-- Selected excerpt follows --

# 5 rating is not for best driver's



## Jimmy44 (Jan 12, 2020)

Having a 5 rating does not mean you are the best Uber driver.
The best driver's will most likely be in the 4.8 range.
This means that you are in charge and do not allow your passengers to dictate how you drive.
It means that you put your passengers safety as your top priority.
So don't chase the 5 rating. It's unattainable if your among the best Uber drivers.


----------



## Daisey77 (Jan 13, 2016)

I am a 4.98 and trust me I don't tolerate any BS in my car. I will say though my Stellar personality generally can turn things around to prevent the bad ratings. 😁😎


----------



## Jimmy44 (Jan 12, 2020)

Daisey77 said:


> I am a 4.98 and trust me I don't tolerate any BS in my car. I will say though my Stellar personality generally can turn things around to prevent the bad ratings. 😁😎


I agree you are the exception !
But really the fact that your not 5 backs up your claim of not taking any BS.
If your a full time X driver you cannot have a 5 and be a good/safe driver.
That remark can only come from a driver that really knows the cold reality of Ubering.
It takes guts to ignore the person in your back seat telling you to speed and ignore traffic signs and lights.
Can you go a little faster my train leaves in 7 minutes and you know under good conditions it's a 15 minute drive.
Can I please take my dog ?
Can I pay you in cash if you turn off the app. ?
Can we stop at the Cumberland farms I need to get cigarettes ? ( when you have already accepted your next ride )
I don't have a car seat sorry !
Can I smoke/vabe ?
Can we put a 4rth person in the backseat ? ( Seriously I have a Prius )
Is it ok if I drink this beer ?
If you allow these things it's possible you could be a 5.
But if your a good/safe driver you can't have a five it's impossible.


----------



## SHalester (Aug 25, 2019)

huh. I'm 4.98 because in one case I didn't 'speed' fast enough. The 2nd 4; idk which ride or what I did that knocked it down to a 4. Was over a year ago, so who can recall. 

More concerned 1/3 of my pax don't even bother rating. Should be like Lyft; auto 5 when no rating.

-- Selected excerpt concluded --

Rewrite the forum thread's passage starting with "It takes guts" and going on through "15 minute drive.", changing "train" to "bus".

-- Provided material follows --

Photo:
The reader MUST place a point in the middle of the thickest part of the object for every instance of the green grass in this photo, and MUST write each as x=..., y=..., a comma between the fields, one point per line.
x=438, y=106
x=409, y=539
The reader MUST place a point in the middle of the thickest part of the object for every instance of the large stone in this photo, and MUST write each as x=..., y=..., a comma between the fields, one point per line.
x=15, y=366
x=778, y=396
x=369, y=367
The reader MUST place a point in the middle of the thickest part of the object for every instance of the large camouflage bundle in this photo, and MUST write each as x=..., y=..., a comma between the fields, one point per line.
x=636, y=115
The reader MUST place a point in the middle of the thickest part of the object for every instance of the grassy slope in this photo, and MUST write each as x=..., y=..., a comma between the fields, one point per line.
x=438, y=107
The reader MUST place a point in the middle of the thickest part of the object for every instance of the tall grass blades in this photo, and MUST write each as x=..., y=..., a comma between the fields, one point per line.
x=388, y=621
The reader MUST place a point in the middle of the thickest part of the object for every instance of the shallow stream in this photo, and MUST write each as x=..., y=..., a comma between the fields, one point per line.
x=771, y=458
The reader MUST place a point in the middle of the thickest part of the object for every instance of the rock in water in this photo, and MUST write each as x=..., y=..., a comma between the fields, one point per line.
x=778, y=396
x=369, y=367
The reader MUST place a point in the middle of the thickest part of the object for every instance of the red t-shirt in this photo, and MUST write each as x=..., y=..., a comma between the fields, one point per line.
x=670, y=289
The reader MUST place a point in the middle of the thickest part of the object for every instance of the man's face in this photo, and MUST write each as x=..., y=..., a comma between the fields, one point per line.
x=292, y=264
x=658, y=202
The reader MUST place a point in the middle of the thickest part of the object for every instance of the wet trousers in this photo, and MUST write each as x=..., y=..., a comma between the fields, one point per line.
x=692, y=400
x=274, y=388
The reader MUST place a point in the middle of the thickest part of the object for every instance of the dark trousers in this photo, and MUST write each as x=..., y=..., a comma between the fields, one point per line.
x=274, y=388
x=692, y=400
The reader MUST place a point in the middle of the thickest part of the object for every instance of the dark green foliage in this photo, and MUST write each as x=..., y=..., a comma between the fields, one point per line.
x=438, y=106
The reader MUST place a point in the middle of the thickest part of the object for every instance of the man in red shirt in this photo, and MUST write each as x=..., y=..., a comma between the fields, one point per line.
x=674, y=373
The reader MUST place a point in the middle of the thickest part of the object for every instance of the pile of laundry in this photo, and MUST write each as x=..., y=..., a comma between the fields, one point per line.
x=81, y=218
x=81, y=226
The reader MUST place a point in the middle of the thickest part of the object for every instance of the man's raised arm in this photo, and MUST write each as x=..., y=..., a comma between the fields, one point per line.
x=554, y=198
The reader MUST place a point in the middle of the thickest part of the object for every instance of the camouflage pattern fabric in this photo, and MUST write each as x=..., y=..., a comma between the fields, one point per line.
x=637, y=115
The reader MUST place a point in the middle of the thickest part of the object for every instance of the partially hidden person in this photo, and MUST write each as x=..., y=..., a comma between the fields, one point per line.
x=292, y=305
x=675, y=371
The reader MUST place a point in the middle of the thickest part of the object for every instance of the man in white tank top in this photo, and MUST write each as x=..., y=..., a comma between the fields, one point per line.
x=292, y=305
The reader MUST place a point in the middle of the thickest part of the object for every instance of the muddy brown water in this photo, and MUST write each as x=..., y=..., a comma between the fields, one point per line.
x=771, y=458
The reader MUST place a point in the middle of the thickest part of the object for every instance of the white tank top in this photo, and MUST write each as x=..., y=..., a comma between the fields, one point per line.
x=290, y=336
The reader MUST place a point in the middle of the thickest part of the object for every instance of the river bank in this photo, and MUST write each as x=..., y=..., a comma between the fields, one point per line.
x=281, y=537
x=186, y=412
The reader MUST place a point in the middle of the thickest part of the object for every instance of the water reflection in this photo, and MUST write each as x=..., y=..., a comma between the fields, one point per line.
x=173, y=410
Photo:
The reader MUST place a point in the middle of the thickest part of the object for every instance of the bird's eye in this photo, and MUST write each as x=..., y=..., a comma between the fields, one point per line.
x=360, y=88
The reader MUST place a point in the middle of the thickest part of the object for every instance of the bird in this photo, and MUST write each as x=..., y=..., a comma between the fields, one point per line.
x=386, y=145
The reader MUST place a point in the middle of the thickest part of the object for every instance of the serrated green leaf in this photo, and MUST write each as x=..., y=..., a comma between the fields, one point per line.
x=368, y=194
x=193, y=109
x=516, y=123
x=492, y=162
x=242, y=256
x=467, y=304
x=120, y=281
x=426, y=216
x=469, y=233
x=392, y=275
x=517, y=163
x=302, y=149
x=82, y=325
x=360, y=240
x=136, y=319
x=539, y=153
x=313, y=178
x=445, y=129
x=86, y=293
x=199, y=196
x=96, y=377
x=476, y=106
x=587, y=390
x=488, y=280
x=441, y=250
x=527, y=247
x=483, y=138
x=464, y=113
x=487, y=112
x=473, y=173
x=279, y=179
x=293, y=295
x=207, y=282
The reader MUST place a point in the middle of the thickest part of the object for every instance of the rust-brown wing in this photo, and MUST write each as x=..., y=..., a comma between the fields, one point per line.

-- Provided material concluded --

**Solution for this exercise**
It takes guts to ignore the person in your back seat telling you to speed and ignore traffic signs and lights.
Can you go a little faster my bus leaves in 7 minutes and you know under good conditions it's a 15 minute drive.